> [DO THIS]:
Reproduce the records below word for word, omitting the pictures.

------------------------------------------------

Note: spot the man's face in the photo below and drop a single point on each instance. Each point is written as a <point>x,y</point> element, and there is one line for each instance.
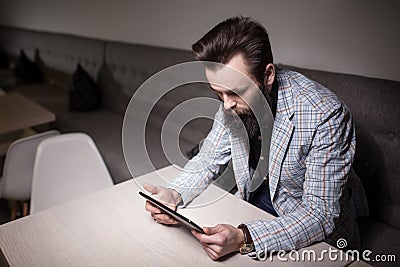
<point>234,89</point>
<point>237,89</point>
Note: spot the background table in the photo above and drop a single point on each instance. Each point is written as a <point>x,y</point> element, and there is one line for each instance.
<point>111,228</point>
<point>18,112</point>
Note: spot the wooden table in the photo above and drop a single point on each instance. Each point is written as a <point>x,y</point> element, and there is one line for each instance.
<point>111,228</point>
<point>18,112</point>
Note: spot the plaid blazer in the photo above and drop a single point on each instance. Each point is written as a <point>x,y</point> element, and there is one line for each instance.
<point>311,152</point>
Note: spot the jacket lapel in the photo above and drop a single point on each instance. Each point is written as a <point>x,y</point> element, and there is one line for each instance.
<point>240,155</point>
<point>282,131</point>
<point>281,135</point>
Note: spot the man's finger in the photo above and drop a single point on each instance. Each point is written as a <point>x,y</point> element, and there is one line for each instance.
<point>151,188</point>
<point>151,208</point>
<point>204,238</point>
<point>212,230</point>
<point>210,252</point>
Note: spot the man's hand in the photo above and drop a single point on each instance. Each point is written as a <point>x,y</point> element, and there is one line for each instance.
<point>167,196</point>
<point>220,240</point>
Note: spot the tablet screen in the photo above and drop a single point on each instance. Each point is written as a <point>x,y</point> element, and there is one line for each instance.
<point>173,213</point>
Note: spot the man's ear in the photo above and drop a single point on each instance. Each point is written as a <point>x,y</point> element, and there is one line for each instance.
<point>269,76</point>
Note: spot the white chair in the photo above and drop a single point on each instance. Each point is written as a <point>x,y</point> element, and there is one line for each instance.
<point>16,182</point>
<point>67,166</point>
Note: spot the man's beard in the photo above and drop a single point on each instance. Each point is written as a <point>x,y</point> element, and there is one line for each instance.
<point>245,117</point>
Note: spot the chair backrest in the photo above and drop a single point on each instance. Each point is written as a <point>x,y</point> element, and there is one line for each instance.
<point>66,167</point>
<point>16,183</point>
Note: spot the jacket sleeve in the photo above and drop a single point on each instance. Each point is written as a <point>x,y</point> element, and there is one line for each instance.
<point>327,166</point>
<point>199,172</point>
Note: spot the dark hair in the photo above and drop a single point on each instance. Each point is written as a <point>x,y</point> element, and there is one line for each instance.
<point>237,35</point>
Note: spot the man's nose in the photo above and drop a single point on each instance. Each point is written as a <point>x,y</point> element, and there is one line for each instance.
<point>229,102</point>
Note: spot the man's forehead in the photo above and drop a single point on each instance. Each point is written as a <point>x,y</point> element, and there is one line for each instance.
<point>227,78</point>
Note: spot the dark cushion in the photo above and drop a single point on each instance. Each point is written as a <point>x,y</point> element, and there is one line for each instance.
<point>4,63</point>
<point>84,94</point>
<point>27,71</point>
<point>111,90</point>
<point>380,238</point>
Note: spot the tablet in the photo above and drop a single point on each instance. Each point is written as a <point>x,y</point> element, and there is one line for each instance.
<point>173,213</point>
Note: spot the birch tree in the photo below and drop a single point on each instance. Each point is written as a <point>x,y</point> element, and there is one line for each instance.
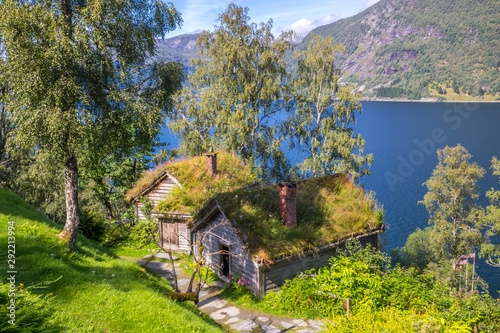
<point>325,114</point>
<point>237,92</point>
<point>75,68</point>
<point>492,220</point>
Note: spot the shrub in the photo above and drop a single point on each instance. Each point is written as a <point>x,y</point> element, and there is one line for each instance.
<point>364,276</point>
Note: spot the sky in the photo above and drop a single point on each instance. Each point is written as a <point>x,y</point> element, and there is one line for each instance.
<point>299,15</point>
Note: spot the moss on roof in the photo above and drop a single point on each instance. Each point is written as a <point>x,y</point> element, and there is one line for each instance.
<point>198,187</point>
<point>329,209</point>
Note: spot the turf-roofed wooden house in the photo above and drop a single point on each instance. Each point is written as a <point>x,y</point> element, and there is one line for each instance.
<point>178,188</point>
<point>265,234</point>
<point>272,233</point>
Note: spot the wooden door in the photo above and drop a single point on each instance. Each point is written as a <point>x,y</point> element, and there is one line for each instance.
<point>169,233</point>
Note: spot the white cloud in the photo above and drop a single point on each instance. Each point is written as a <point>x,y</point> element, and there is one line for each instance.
<point>303,26</point>
<point>369,3</point>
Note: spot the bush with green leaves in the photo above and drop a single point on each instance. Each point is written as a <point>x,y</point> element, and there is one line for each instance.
<point>93,226</point>
<point>364,276</point>
<point>238,288</point>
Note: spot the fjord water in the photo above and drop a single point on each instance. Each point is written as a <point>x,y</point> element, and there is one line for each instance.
<point>403,137</point>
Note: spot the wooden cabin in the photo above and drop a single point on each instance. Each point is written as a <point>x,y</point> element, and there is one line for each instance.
<point>197,178</point>
<point>255,247</point>
<point>173,230</point>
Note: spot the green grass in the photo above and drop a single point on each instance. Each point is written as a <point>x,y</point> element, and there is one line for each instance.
<point>92,289</point>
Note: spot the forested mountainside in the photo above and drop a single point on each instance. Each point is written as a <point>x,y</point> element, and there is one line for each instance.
<point>406,48</point>
<point>417,48</point>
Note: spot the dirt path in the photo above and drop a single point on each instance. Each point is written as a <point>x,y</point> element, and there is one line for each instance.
<point>229,316</point>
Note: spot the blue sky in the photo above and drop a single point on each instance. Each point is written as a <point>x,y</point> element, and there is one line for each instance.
<point>299,15</point>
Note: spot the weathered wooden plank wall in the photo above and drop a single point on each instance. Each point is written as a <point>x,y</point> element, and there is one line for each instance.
<point>220,231</point>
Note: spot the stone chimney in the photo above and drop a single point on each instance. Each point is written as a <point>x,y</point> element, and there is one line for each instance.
<point>288,203</point>
<point>211,164</point>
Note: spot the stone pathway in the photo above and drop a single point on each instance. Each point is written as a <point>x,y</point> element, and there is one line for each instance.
<point>230,317</point>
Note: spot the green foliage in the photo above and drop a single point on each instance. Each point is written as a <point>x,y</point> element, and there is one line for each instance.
<point>237,289</point>
<point>417,251</point>
<point>82,89</point>
<point>490,251</point>
<point>235,92</point>
<point>450,200</point>
<point>365,277</point>
<point>392,320</point>
<point>325,114</point>
<point>479,311</point>
<point>95,291</point>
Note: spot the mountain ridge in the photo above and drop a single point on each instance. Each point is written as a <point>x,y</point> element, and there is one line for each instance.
<point>415,48</point>
<point>405,49</point>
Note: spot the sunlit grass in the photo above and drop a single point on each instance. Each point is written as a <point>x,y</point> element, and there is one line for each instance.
<point>93,290</point>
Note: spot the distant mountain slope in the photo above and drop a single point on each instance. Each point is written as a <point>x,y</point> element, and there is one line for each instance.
<point>418,48</point>
<point>183,48</point>
<point>179,48</point>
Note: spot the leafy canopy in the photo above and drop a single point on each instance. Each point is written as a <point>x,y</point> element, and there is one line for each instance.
<point>236,93</point>
<point>325,113</point>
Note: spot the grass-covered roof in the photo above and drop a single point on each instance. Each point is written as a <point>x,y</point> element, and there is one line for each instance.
<point>329,209</point>
<point>198,187</point>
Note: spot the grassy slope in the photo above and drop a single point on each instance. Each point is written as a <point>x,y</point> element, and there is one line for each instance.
<point>96,291</point>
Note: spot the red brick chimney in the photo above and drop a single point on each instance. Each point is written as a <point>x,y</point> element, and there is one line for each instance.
<point>288,203</point>
<point>211,164</point>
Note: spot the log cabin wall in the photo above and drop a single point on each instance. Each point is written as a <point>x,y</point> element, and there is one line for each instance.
<point>155,195</point>
<point>219,231</point>
<point>174,234</point>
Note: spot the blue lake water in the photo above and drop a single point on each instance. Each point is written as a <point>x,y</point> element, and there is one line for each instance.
<point>403,137</point>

------------------------------------------------

> [RESULT OF THIS EXERCISE]:
Note: spot the man's face in the photo below and drop a single point on each instance. Each point is written as a <point>x,y</point> element, and there is one line for each instance.
<point>234,89</point>
<point>237,89</point>
Note: spot the background table in the photo above and drop a single point on each instance. Each point is written as a <point>x,y</point> element, and there is one line for each instance.
<point>111,228</point>
<point>18,112</point>
Note: spot the wooden table in the photo above and drop a single point on each instance. Each point is written as a <point>x,y</point> element, and there is one line for each instance.
<point>111,228</point>
<point>18,112</point>
Note: spot the plaid blazer in the photo above and drop a single point on each instance. Each point is written as a <point>x,y</point> element, and there is one line for each instance.
<point>311,152</point>
Note: spot the jacket lapel in the photo above and drop a single point on each instance. Each point is written as a <point>x,y</point> element, and there is one line for each instance.
<point>240,155</point>
<point>282,131</point>
<point>281,135</point>
Note: spot the man's finger in the photo above and drop a single point on each instance. Each point is written as a <point>x,y</point> element, and there is one line for each instance.
<point>151,188</point>
<point>151,208</point>
<point>204,238</point>
<point>212,230</point>
<point>210,252</point>
Note: spot the man's hand in the photo above and drop a single point on each instance. Each point is written as a <point>x,y</point> element, and there is one line for each instance.
<point>167,196</point>
<point>220,240</point>
Note: spot the tablet screen in the photo above and drop a single point on each instance. Each point is written as a <point>x,y</point> element, and there is one line for each instance.
<point>173,213</point>
Note: spot the man's ear in the photo above and drop a single point on each instance. Each point is written as a <point>x,y</point> element, and there is one line for each instance.
<point>269,76</point>
Note: spot the white chair in the photo above and drop a single point on each instance. Each point is written as a <point>x,y</point> element, and there is one line for each instance.
<point>16,182</point>
<point>67,166</point>
Note: spot the man's beard in the photo above and drop a single point on each instance. Each point is written as a <point>x,y</point> element, and there is one line for each instance.
<point>245,117</point>
Note: spot the chair backrest in the photo above and drop a single point on each instance. Each point is written as a <point>x,y</point> element, and there is one line for each instance.
<point>66,167</point>
<point>16,183</point>
Note: spot the jacket sleeve in the photo above and drop a single point on each instance. Each point is written as a <point>x,y</point> element, and there is one line for each instance.
<point>327,166</point>
<point>199,172</point>
Note: spot the dark hair in the photo above and drop a single point on each instance. Each point is written as a <point>x,y</point> element, and there is one line for each instance.
<point>237,35</point>
Note: spot the man's nose in the photo above and drop a single point on each instance. Each point is written as a <point>x,y</point> element, and there is one line for each instance.
<point>229,102</point>
Note: spot the man's forehead in the photo above and drop a single point on each instance. Each point is written as a <point>x,y</point> element, and there is one line for each instance.
<point>227,78</point>
Note: spot the dark cushion in the photo above and drop a single point on each instance. Each point is written as a <point>x,y</point> element, and there is one line for each instance.
<point>4,63</point>
<point>84,94</point>
<point>27,71</point>
<point>111,90</point>
<point>380,238</point>
Note: spot the tablet in the photo above and drop a single point on each instance. Each point is written as a <point>x,y</point> element, and there is one line for each instance.
<point>173,213</point>
Note: spot the birch tree in the photo below and drop a single point on each instance. Each point is written as a <point>x,y</point> element, and there is one line for each instance.
<point>325,114</point>
<point>237,92</point>
<point>75,68</point>
<point>492,220</point>
Note: spot the shrub in the photo above and drop a single point on each instance. Each point is written as a <point>x,y</point> element, and there is one line for each instance.
<point>364,276</point>
Note: spot the sky in the photo above and drop a single point on each instance. Each point is written as a <point>x,y</point> element, and there is one line for each instance.
<point>299,15</point>
Note: spot the moss on roof in the photo above and drop a single point on each instance. Each point is written as a <point>x,y</point> element, and there is one line for each instance.
<point>198,187</point>
<point>329,209</point>
Note: spot the turf-roofed wooden house in the photo above and drop a single point on each instance. Each point is written as a <point>x,y</point> element, and there is one line for each instance.
<point>178,188</point>
<point>265,234</point>
<point>272,233</point>
Note: spot the wooden door in the photo above and drop a single point on each instance. Each point is written as a <point>x,y</point> element, and there is one line for each instance.
<point>169,233</point>
Note: spot the white cloud in the photo above and drop a single point on each instance. Each point is written as a <point>x,y</point> element, and there is one line for each instance.
<point>303,26</point>
<point>369,3</point>
Note: spot the bush with green leaves in the photo above and drop a single point on each instance. Each point is written as a <point>x,y</point> element, and there is one line for each instance.
<point>93,226</point>
<point>364,276</point>
<point>238,288</point>
Note: spot the fjord water in the photo above and drop a single point on each instance. Each point is written as a <point>x,y</point> element, and there is one line for each instance.
<point>403,137</point>
Note: spot the wooden cabin in the photo above and drop a single point on each instance. Each point is written as a <point>x,y</point> element, and there is one line for each instance.
<point>197,178</point>
<point>255,247</point>
<point>173,230</point>
Note: spot the green grass in the photo above and drop a single point on each instance. Each point is written as a <point>x,y</point> element, and there is one line for each instance.
<point>92,289</point>
Note: spot the forested mountainside in the photo above and drop a single point on each instance. Each point is written as a <point>x,y</point> element, and there is one line for each instance.
<point>406,48</point>
<point>417,48</point>
Note: spot the dirt path in the photo above and drop a single point on each instance. Each point is written as a <point>x,y</point> element, and there is one line for each instance.
<point>229,316</point>
Note: spot the blue sky in the photo above and drop a single point on each instance. Each point is written as a <point>x,y</point> element, and there is one line for each instance.
<point>299,15</point>
Note: spot the weathered wooden plank wall in the photo above and drop a single point on each instance. Each point is written as a <point>x,y</point> element, and there is one line for each instance.
<point>220,231</point>
Note: spot the stone chimney in the photo above and drop a single point on each instance. Each point is written as a <point>x,y</point> element, and there is one line for each instance.
<point>288,203</point>
<point>211,164</point>
Note: spot the stone pathway in the photo above and drop a single point on each instance. Each point is written as a <point>x,y</point> element, and there is one line for each instance.
<point>230,317</point>
Note: spot the green foliage in the photo above and drop a single point on each instance. Each point is written as a <point>x,y</point> element, and there is one line for each instance.
<point>237,289</point>
<point>417,251</point>
<point>82,89</point>
<point>490,251</point>
<point>235,92</point>
<point>450,200</point>
<point>365,277</point>
<point>392,320</point>
<point>325,114</point>
<point>479,311</point>
<point>95,291</point>
Note: spot the mountain ridge in the photo above and drop a single point on each instance. Each point is written as a <point>x,y</point> element, and there is one line for each instance.
<point>415,48</point>
<point>405,49</point>
Note: spot the sunlit grass in the photo above and drop a single point on each instance. Each point is written as a <point>x,y</point> element, and there is one line for each instance.
<point>93,290</point>
Note: spot the distant mountain slope in the photo above and drop a single point on each instance. Each point is written as a <point>x,y</point> element, and there is one line for each instance.
<point>418,48</point>
<point>183,48</point>
<point>179,48</point>
Note: spot the leafy canopy in the photo above and drop a single point on each instance. Each point is written as a <point>x,y</point> element, and there is one line for each instance.
<point>236,93</point>
<point>325,113</point>
Note: spot the grass-covered roof in the photo above and drop a single point on each instance. Each point is written as a <point>x,y</point> element, and there is one line for each instance.
<point>329,209</point>
<point>198,187</point>
Note: spot the grassy slope in the photo above and drop a single point on each instance. Each point is written as a <point>x,y</point> element, and there is one line for each instance.
<point>96,291</point>
Note: spot the red brick chimney in the photo above and drop a single point on each instance. Each point is written as a <point>x,y</point> element, and there is one line for each instance.
<point>288,203</point>
<point>211,164</point>
Note: spot the log cabin wall in the photo above and drop a single point on each instance. Each point is written as a <point>x,y</point> element, and there is one line for each instance.
<point>155,195</point>
<point>219,231</point>
<point>174,234</point>
Note: spot the blue lake water in the photo above and drop a single point on each instance. Each point is written as a <point>x,y</point> element, and there is one line for each instance.
<point>403,137</point>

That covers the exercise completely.